— BEGIN Records supplied —
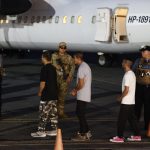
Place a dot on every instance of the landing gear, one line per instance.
(105, 60)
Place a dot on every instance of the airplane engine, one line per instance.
(14, 7)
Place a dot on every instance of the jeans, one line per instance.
(81, 111)
(127, 113)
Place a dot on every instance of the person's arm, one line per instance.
(135, 65)
(42, 81)
(79, 86)
(54, 62)
(124, 93)
(72, 70)
(42, 86)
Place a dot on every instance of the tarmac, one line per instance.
(20, 110)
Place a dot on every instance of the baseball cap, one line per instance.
(62, 44)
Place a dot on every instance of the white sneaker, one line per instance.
(51, 133)
(38, 134)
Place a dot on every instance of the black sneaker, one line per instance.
(78, 137)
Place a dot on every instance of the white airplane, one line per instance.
(102, 26)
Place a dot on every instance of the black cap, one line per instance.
(145, 48)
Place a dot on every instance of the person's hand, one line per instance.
(119, 98)
(39, 94)
(68, 80)
(73, 92)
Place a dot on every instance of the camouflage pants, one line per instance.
(48, 113)
(62, 92)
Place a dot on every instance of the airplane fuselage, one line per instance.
(95, 26)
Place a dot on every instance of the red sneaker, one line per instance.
(117, 139)
(134, 138)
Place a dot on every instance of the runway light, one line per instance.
(65, 19)
(7, 21)
(79, 19)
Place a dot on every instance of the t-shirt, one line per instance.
(129, 80)
(49, 76)
(84, 72)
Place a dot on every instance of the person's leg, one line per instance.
(139, 101)
(80, 111)
(133, 121)
(0, 95)
(122, 119)
(146, 106)
(62, 88)
(53, 115)
(44, 114)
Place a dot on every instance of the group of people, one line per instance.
(56, 75)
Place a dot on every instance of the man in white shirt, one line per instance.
(83, 92)
(127, 100)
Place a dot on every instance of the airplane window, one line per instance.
(19, 19)
(25, 19)
(44, 19)
(38, 19)
(65, 19)
(72, 19)
(2, 21)
(7, 21)
(57, 19)
(94, 19)
(79, 19)
(50, 19)
(33, 19)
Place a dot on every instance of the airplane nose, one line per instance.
(14, 7)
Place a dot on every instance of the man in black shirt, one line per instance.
(49, 95)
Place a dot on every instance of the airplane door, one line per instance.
(103, 25)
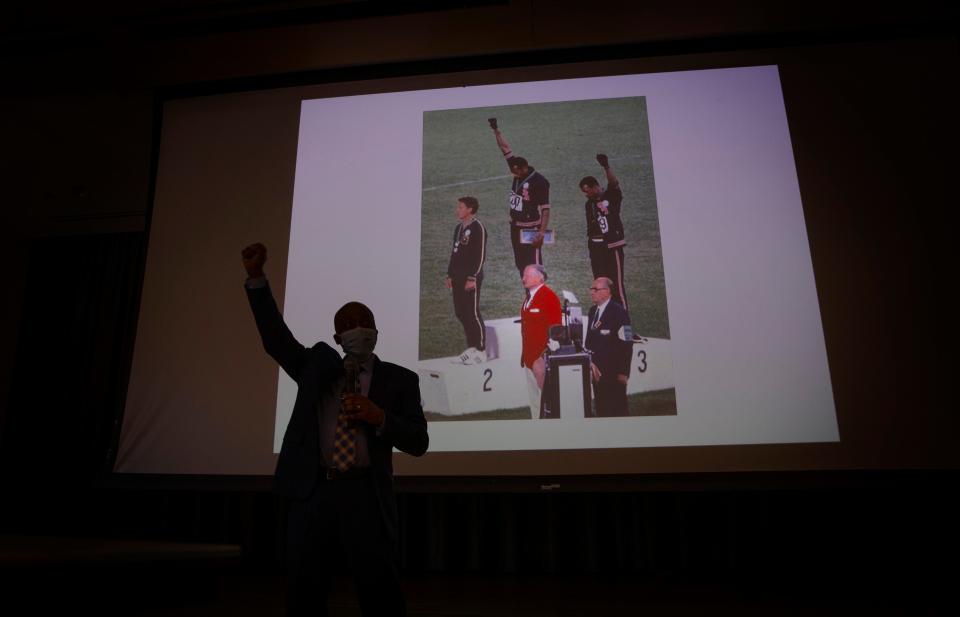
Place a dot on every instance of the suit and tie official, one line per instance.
(611, 354)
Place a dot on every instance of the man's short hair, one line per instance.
(471, 203)
(517, 161)
(540, 269)
(588, 181)
(351, 312)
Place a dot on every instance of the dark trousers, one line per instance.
(523, 254)
(609, 263)
(610, 398)
(341, 513)
(466, 306)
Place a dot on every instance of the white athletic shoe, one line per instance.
(467, 357)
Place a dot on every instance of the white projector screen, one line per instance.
(348, 191)
(745, 352)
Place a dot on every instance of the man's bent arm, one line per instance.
(276, 337)
(405, 427)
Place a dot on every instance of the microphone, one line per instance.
(351, 377)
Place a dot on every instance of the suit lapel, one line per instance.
(376, 382)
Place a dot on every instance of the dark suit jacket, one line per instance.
(393, 388)
(611, 354)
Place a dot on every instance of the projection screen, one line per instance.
(354, 191)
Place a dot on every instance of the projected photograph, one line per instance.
(579, 174)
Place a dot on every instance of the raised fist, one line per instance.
(254, 256)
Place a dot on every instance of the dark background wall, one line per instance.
(872, 92)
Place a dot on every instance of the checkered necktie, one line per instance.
(345, 435)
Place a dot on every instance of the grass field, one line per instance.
(561, 140)
(656, 403)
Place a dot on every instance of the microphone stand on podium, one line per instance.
(566, 386)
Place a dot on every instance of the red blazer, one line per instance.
(535, 321)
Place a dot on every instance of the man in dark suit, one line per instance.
(335, 465)
(608, 341)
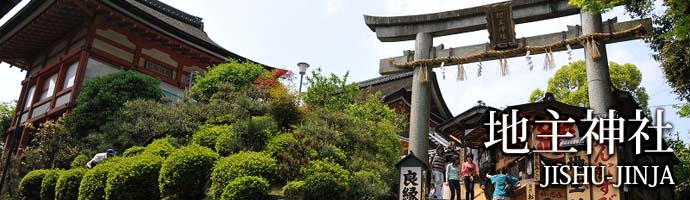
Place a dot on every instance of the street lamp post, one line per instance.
(302, 70)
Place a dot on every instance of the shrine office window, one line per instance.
(48, 87)
(70, 75)
(30, 97)
(96, 68)
(155, 67)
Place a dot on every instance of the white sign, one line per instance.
(410, 183)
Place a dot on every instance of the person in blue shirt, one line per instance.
(453, 178)
(499, 181)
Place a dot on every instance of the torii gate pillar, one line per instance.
(421, 99)
(598, 77)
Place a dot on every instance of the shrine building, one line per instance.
(64, 43)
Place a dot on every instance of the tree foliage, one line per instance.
(241, 164)
(670, 37)
(331, 92)
(185, 173)
(53, 146)
(141, 121)
(232, 71)
(569, 84)
(101, 97)
(30, 185)
(6, 114)
(247, 187)
(67, 186)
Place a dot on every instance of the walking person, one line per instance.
(469, 170)
(438, 164)
(453, 178)
(487, 168)
(100, 157)
(503, 185)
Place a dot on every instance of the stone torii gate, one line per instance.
(423, 28)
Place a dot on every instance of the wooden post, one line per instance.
(421, 98)
(598, 78)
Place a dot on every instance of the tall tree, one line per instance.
(569, 84)
(101, 97)
(670, 37)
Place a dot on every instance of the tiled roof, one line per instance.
(174, 13)
(383, 79)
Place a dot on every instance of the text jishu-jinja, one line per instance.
(627, 175)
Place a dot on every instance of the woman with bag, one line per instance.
(469, 169)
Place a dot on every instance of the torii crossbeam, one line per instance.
(422, 29)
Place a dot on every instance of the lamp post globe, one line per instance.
(302, 70)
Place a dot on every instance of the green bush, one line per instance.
(185, 173)
(67, 186)
(206, 136)
(283, 108)
(48, 184)
(367, 185)
(247, 187)
(290, 154)
(294, 190)
(329, 152)
(228, 143)
(246, 135)
(325, 180)
(30, 185)
(133, 151)
(232, 71)
(160, 147)
(93, 183)
(137, 178)
(79, 161)
(241, 164)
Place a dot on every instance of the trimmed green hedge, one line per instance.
(185, 173)
(246, 135)
(67, 186)
(133, 151)
(367, 185)
(207, 135)
(325, 180)
(79, 161)
(160, 147)
(30, 185)
(93, 183)
(294, 190)
(136, 178)
(229, 142)
(247, 187)
(241, 164)
(48, 184)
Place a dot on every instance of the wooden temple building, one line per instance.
(396, 91)
(470, 126)
(64, 43)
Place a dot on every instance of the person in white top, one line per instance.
(100, 157)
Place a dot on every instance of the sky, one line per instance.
(331, 35)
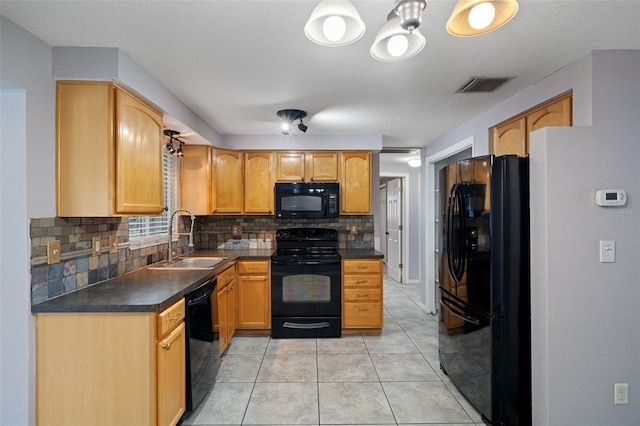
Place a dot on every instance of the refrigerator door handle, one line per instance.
(450, 305)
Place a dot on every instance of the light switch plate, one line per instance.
(53, 252)
(96, 244)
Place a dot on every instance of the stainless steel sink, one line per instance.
(191, 263)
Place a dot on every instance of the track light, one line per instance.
(288, 116)
(302, 127)
(170, 145)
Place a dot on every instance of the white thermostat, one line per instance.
(611, 197)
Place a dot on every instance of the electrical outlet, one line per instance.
(97, 246)
(53, 252)
(620, 393)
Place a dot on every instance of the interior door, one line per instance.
(383, 222)
(394, 229)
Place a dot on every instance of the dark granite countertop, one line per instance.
(151, 290)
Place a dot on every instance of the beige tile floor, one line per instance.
(391, 379)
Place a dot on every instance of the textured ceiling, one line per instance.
(235, 63)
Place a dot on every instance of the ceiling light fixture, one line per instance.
(334, 23)
(394, 44)
(170, 145)
(475, 17)
(414, 162)
(288, 116)
(410, 13)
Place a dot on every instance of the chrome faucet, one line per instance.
(193, 218)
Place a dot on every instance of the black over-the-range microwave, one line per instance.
(307, 200)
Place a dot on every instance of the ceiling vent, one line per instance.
(482, 84)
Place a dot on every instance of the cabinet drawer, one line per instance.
(253, 267)
(362, 315)
(362, 281)
(362, 267)
(170, 317)
(226, 276)
(362, 294)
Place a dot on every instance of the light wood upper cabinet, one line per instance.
(196, 190)
(108, 152)
(512, 137)
(228, 179)
(316, 166)
(258, 182)
(355, 182)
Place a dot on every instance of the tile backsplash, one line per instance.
(79, 268)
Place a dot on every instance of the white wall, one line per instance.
(16, 323)
(413, 216)
(585, 324)
(584, 314)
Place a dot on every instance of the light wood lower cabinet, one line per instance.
(226, 306)
(254, 295)
(362, 294)
(110, 368)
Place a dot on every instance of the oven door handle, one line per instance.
(305, 262)
(308, 326)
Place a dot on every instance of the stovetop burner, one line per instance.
(306, 244)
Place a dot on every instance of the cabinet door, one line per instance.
(138, 151)
(258, 182)
(254, 302)
(321, 166)
(228, 181)
(223, 318)
(511, 138)
(232, 309)
(355, 183)
(195, 179)
(171, 377)
(290, 166)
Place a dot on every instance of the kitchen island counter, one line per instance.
(146, 289)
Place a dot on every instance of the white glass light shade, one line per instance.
(380, 47)
(323, 26)
(481, 16)
(458, 24)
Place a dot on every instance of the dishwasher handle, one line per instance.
(202, 292)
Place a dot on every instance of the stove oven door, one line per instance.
(306, 299)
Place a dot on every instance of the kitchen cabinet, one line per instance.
(316, 166)
(211, 180)
(355, 182)
(103, 368)
(362, 294)
(196, 191)
(108, 152)
(512, 136)
(254, 295)
(226, 306)
(258, 182)
(228, 181)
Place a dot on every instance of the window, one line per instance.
(150, 230)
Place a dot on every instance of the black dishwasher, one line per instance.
(202, 351)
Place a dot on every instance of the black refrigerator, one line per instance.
(484, 338)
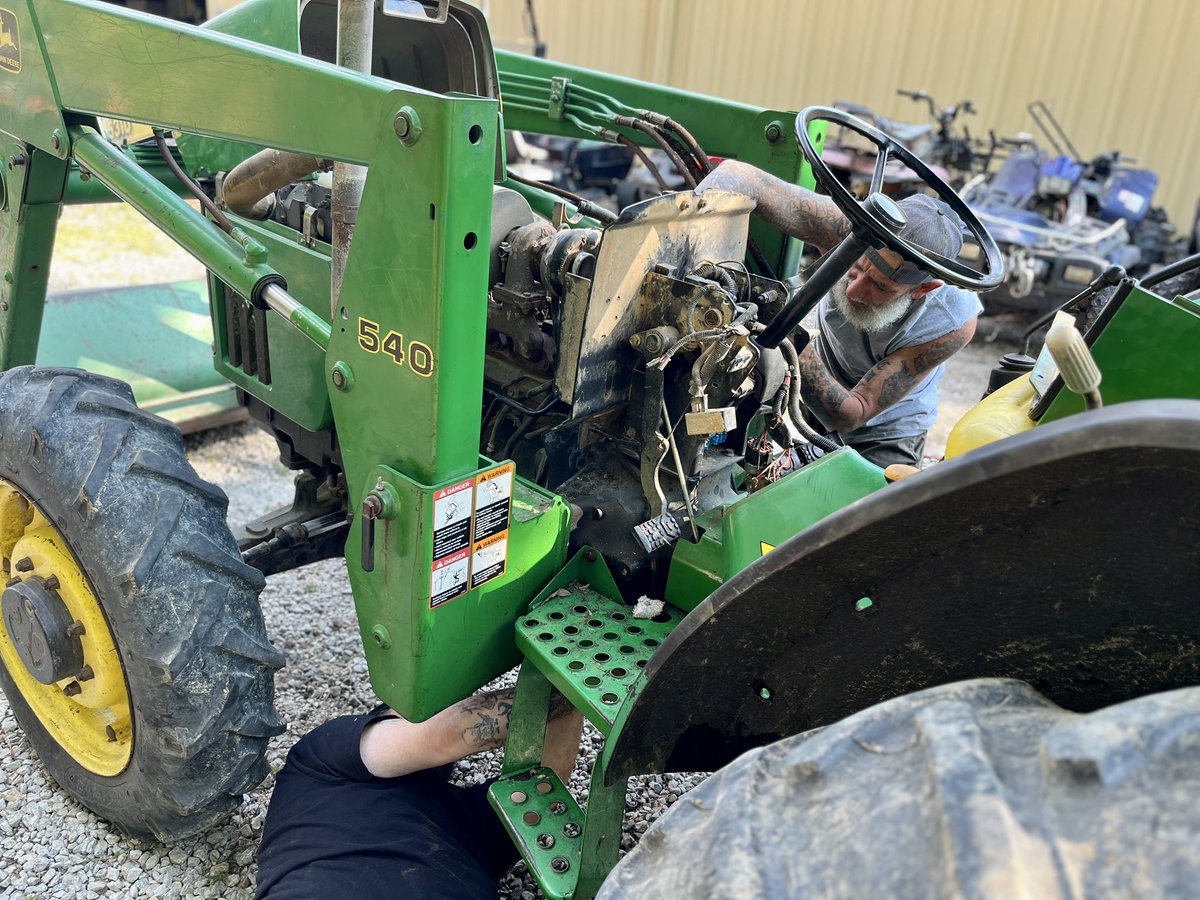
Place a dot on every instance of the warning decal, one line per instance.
(451, 519)
(10, 42)
(493, 507)
(490, 559)
(493, 502)
(471, 533)
(449, 577)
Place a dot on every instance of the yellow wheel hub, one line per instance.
(85, 709)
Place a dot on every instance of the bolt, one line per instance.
(408, 126)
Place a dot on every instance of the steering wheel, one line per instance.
(875, 221)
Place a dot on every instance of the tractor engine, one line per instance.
(619, 369)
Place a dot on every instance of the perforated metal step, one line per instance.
(592, 648)
(546, 823)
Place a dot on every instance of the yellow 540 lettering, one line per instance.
(415, 354)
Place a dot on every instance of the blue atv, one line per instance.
(1061, 221)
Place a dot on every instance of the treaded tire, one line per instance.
(976, 789)
(151, 540)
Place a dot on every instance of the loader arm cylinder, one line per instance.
(240, 264)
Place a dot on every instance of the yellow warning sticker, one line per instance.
(10, 42)
(123, 133)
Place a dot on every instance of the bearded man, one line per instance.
(885, 331)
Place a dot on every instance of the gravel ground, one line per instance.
(51, 846)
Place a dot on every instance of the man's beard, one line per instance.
(869, 318)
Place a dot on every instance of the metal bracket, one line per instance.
(558, 85)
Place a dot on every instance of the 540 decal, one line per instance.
(417, 355)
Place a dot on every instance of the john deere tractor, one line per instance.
(516, 414)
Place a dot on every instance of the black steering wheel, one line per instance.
(875, 219)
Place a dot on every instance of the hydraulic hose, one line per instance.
(250, 186)
(220, 217)
(793, 400)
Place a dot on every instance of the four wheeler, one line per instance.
(515, 417)
(1062, 221)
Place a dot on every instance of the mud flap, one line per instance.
(1066, 557)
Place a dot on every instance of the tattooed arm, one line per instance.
(396, 747)
(844, 409)
(790, 208)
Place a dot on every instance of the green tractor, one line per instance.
(516, 414)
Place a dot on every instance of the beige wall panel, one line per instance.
(1119, 73)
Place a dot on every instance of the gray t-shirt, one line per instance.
(850, 353)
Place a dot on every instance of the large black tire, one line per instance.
(977, 789)
(150, 540)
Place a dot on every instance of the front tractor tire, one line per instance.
(133, 652)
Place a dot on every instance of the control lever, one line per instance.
(1074, 360)
(381, 503)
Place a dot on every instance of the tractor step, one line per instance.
(592, 648)
(546, 825)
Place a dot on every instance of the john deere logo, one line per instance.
(10, 42)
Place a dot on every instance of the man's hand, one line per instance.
(786, 207)
(396, 747)
(889, 381)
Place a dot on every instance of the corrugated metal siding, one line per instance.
(1117, 73)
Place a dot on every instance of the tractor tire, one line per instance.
(133, 652)
(979, 789)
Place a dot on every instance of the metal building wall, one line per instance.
(1117, 73)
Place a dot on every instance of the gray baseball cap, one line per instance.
(933, 226)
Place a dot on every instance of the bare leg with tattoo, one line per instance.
(397, 747)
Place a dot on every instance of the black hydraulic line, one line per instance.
(521, 407)
(193, 189)
(1169, 271)
(793, 401)
(628, 121)
(646, 160)
(586, 207)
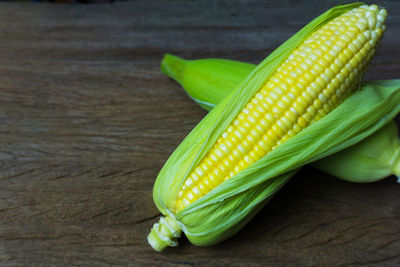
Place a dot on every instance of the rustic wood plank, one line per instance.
(87, 121)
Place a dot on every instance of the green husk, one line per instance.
(208, 81)
(371, 160)
(224, 210)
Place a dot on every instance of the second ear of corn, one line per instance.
(208, 81)
(283, 115)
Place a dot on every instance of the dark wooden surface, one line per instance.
(87, 121)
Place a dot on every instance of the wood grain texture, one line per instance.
(88, 120)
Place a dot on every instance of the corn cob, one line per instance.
(317, 76)
(322, 82)
(208, 81)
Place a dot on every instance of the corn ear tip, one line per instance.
(164, 234)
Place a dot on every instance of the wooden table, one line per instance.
(88, 120)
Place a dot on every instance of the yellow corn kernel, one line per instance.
(314, 79)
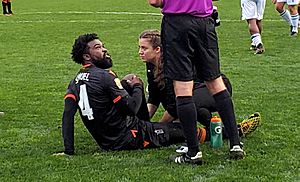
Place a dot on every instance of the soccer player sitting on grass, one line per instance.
(107, 110)
(161, 91)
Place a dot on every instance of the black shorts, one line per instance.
(190, 48)
(146, 134)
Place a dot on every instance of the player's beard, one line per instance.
(104, 63)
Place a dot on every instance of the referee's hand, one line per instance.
(134, 80)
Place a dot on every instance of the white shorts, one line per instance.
(253, 9)
(289, 2)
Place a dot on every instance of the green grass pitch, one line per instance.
(36, 68)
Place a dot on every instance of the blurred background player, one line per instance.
(291, 16)
(252, 12)
(6, 6)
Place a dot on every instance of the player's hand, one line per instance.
(61, 154)
(132, 79)
(135, 80)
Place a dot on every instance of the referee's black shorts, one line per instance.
(190, 48)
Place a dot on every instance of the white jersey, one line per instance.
(253, 9)
(289, 2)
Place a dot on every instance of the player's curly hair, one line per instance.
(80, 46)
(155, 40)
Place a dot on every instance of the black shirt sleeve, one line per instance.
(153, 88)
(129, 104)
(70, 109)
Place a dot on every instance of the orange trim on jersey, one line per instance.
(117, 99)
(70, 96)
(112, 72)
(146, 143)
(133, 133)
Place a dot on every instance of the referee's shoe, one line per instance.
(186, 159)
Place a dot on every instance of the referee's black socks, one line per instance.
(226, 111)
(187, 115)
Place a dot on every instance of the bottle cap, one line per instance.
(215, 119)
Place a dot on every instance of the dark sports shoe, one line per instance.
(237, 153)
(185, 159)
(182, 149)
(249, 125)
(259, 49)
(294, 34)
(252, 47)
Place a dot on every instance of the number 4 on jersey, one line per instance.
(84, 104)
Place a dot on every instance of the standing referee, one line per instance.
(189, 41)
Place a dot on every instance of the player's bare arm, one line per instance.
(156, 3)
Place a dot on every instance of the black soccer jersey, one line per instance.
(104, 107)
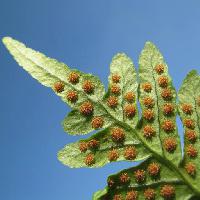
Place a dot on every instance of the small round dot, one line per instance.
(112, 101)
(86, 108)
(166, 94)
(129, 97)
(163, 81)
(118, 135)
(191, 151)
(159, 68)
(59, 87)
(189, 123)
(149, 194)
(83, 146)
(124, 178)
(167, 192)
(116, 78)
(187, 109)
(115, 89)
(168, 109)
(97, 122)
(72, 96)
(129, 110)
(73, 78)
(88, 86)
(130, 153)
(147, 87)
(148, 102)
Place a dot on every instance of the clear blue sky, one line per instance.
(83, 34)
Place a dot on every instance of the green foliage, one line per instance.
(120, 134)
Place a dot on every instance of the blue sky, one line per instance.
(83, 34)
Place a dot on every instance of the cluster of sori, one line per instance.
(112, 101)
(139, 176)
(190, 137)
(117, 135)
(166, 94)
(86, 108)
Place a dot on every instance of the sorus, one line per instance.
(149, 194)
(113, 155)
(148, 131)
(168, 126)
(148, 102)
(159, 68)
(148, 114)
(88, 87)
(130, 153)
(73, 78)
(191, 135)
(115, 89)
(83, 146)
(59, 87)
(153, 169)
(140, 175)
(187, 109)
(112, 101)
(89, 159)
(118, 134)
(97, 122)
(124, 178)
(191, 151)
(93, 143)
(116, 78)
(166, 94)
(86, 108)
(190, 168)
(72, 96)
(129, 110)
(131, 195)
(117, 197)
(129, 96)
(147, 87)
(170, 144)
(167, 192)
(189, 123)
(163, 81)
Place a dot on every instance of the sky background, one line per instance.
(83, 34)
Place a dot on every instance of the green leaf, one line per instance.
(102, 147)
(158, 102)
(189, 109)
(127, 180)
(123, 86)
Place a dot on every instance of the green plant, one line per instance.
(165, 171)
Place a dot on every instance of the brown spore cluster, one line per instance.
(118, 134)
(88, 86)
(97, 122)
(130, 153)
(86, 108)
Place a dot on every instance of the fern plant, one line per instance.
(121, 133)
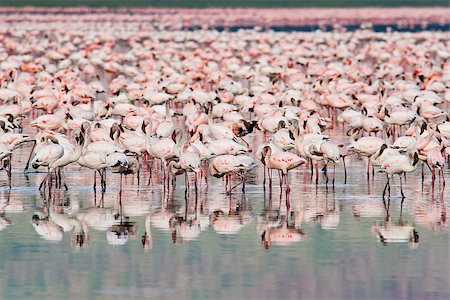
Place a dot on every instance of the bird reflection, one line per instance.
(389, 230)
(278, 229)
(4, 203)
(431, 213)
(56, 217)
(188, 225)
(45, 226)
(120, 233)
(147, 238)
(330, 218)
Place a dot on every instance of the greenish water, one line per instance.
(229, 3)
(338, 257)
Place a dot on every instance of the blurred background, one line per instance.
(228, 3)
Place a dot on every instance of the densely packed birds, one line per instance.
(112, 97)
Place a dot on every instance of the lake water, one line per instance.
(248, 245)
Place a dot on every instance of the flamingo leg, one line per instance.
(288, 188)
(334, 171)
(317, 173)
(386, 186)
(29, 157)
(401, 186)
(345, 170)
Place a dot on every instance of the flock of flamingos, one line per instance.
(112, 100)
(114, 97)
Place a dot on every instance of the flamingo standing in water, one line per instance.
(282, 161)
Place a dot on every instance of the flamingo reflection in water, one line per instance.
(389, 230)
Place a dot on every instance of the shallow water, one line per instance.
(211, 245)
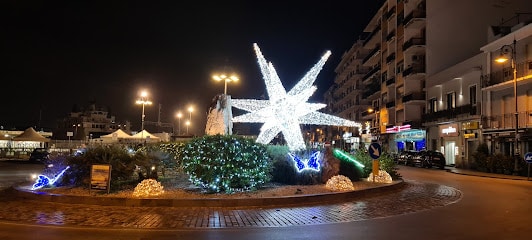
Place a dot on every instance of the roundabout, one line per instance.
(395, 199)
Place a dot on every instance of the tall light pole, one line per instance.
(501, 59)
(226, 79)
(179, 116)
(188, 124)
(143, 100)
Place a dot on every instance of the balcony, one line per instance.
(415, 19)
(371, 36)
(505, 75)
(414, 69)
(447, 114)
(416, 96)
(371, 54)
(371, 73)
(390, 58)
(390, 36)
(390, 12)
(507, 121)
(390, 81)
(413, 42)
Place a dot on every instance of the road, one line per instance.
(489, 208)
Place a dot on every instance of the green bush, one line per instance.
(226, 163)
(122, 165)
(164, 157)
(386, 163)
(480, 157)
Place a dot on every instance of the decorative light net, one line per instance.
(339, 183)
(148, 188)
(383, 177)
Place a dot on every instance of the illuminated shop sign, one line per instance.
(396, 129)
(411, 135)
(449, 130)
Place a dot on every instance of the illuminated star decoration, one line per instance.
(43, 181)
(313, 163)
(284, 112)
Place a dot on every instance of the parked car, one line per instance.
(39, 155)
(429, 159)
(406, 157)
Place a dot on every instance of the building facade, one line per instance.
(424, 77)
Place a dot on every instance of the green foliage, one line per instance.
(284, 169)
(386, 163)
(226, 163)
(122, 165)
(480, 157)
(163, 156)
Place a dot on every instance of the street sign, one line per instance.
(528, 157)
(375, 150)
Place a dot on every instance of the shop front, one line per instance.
(409, 140)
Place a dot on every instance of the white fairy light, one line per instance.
(284, 112)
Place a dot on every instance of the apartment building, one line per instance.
(420, 80)
(507, 88)
(88, 122)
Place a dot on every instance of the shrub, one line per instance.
(226, 163)
(386, 163)
(122, 165)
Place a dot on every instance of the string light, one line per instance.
(284, 112)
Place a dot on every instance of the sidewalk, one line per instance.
(485, 174)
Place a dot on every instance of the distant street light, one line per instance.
(179, 116)
(226, 79)
(505, 49)
(188, 124)
(143, 100)
(190, 110)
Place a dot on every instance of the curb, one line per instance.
— END Records supplied —
▸ Work instructions
Repeat exactly the lines above from the line that contains "Place a dot on every instance of the street sign, one" through the end. Include both of these ends; leave out everything else.

▸ Written response
Place a dot on every instance of the street sign, one line per instance.
(528, 157)
(375, 150)
Place a dot on every instance of the shop front, one line per instance.
(409, 140)
Place a dot on every instance of the white fairy light, one line per instance.
(284, 112)
Place a dot on every instance of the apartment building, one line per instance.
(420, 80)
(507, 88)
(88, 122)
Place a dot on every instance of the shrub, one line per instance.
(226, 163)
(386, 163)
(122, 165)
Place a dot on every instance of the string light, one line per instance.
(284, 112)
Place a dot on every instance of the sidewalk, one line per instance.
(485, 174)
Place a dot on every instance of the distant street light, one line per instance.
(179, 116)
(226, 79)
(505, 49)
(188, 124)
(143, 100)
(190, 110)
Place a dot on every instance of the curb, one line per instance.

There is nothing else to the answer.